> [Prompt]: Can you reproduce the material below with "garage door panel" swapped for "roller shutter slat" and everything else left unchanged? Leave the pictures out of your answer.

::: Dataset extract :::

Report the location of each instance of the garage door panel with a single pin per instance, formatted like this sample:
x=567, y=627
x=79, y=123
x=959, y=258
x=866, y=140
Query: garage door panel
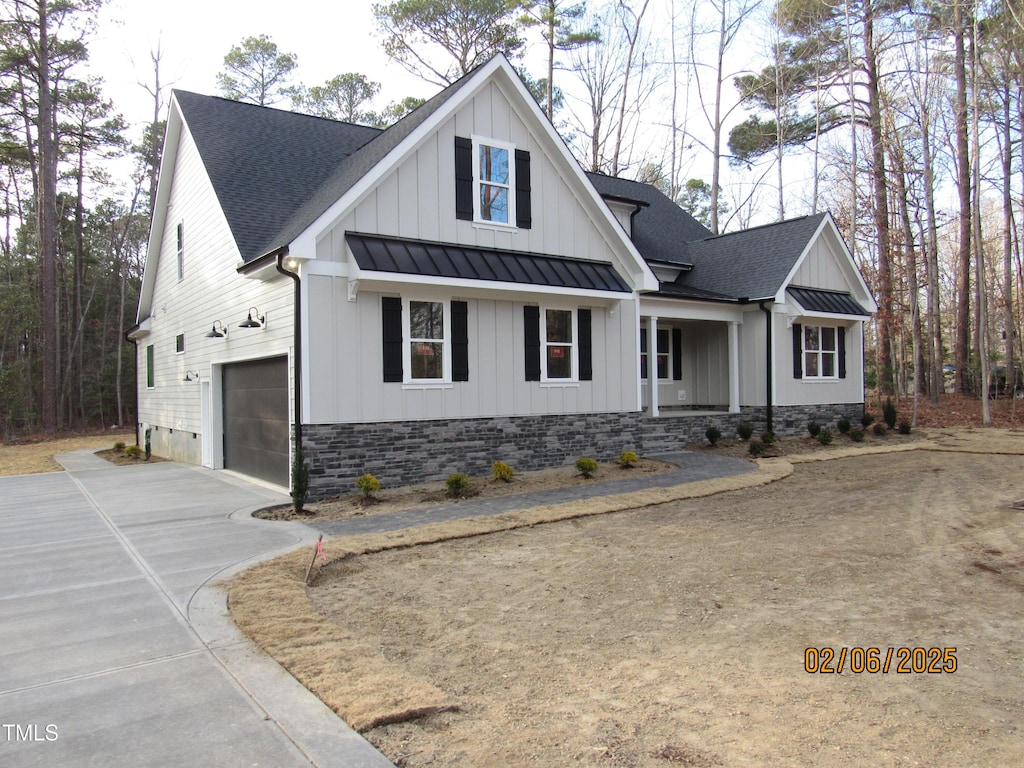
x=256, y=425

:::

> [Expected answer]:
Report the location of each instance of the roller shutter slat with a single pin per instance, formatted like this sample:
x=567, y=627
x=79, y=123
x=959, y=258
x=866, y=140
Query: roller shutter slat
x=256, y=425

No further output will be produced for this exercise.